Exercise ::
Copy the data from the line with "Help me find the small" up to and including the line with "[207,235,282,272]", switching "beige" to "gray" and leaving everything else unchanged.
━━━━
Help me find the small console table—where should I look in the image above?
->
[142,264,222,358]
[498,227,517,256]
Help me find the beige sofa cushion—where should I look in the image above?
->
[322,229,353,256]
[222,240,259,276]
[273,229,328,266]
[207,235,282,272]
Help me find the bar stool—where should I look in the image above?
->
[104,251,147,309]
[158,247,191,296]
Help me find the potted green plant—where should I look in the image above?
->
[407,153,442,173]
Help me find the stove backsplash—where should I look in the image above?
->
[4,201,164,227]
━━━━
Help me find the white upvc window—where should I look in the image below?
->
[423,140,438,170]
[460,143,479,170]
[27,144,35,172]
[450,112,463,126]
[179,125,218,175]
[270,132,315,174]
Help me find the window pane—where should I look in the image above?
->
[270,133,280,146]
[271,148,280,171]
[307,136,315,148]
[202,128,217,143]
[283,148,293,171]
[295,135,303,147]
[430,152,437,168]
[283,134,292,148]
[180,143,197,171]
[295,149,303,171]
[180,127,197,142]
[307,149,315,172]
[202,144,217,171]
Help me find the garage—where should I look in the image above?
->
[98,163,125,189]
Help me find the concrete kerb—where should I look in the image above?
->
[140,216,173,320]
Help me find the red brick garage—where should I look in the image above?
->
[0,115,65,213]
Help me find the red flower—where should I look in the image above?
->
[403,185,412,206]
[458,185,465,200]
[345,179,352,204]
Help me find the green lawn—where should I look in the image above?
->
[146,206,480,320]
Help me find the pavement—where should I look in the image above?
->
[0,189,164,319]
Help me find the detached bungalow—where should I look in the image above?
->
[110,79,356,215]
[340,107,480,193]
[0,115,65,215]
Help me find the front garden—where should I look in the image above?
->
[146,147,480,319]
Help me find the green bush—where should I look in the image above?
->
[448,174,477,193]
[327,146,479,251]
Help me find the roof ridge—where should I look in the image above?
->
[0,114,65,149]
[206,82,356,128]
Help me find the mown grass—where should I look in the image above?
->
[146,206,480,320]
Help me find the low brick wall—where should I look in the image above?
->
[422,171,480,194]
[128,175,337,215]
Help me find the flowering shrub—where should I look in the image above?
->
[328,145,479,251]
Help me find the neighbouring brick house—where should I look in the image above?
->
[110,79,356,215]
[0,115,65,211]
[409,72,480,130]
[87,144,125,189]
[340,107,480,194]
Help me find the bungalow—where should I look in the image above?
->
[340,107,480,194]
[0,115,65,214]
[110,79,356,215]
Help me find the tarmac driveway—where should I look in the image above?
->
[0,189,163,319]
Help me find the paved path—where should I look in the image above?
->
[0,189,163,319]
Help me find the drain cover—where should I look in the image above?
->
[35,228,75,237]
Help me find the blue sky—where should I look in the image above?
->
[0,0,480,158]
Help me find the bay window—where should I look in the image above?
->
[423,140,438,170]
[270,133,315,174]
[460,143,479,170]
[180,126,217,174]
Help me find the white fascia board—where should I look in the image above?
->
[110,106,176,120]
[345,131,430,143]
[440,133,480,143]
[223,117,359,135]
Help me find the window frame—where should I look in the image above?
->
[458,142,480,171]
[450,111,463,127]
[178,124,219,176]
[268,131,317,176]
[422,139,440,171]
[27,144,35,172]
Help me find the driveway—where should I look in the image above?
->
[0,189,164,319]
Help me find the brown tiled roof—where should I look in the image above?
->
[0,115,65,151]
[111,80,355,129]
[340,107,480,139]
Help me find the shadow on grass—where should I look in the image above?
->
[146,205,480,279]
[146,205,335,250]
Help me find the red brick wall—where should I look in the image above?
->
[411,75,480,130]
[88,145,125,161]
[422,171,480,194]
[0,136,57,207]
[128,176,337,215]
━━━━
Result of the task ::
Help me find the small console table—where should I look in the image above?
->
[142,264,222,358]
[498,227,517,256]
Help me find the gray sofa cushion—where should I look in the image above?
->
[322,229,353,256]
[222,240,259,276]
[273,229,328,266]
[207,235,282,272]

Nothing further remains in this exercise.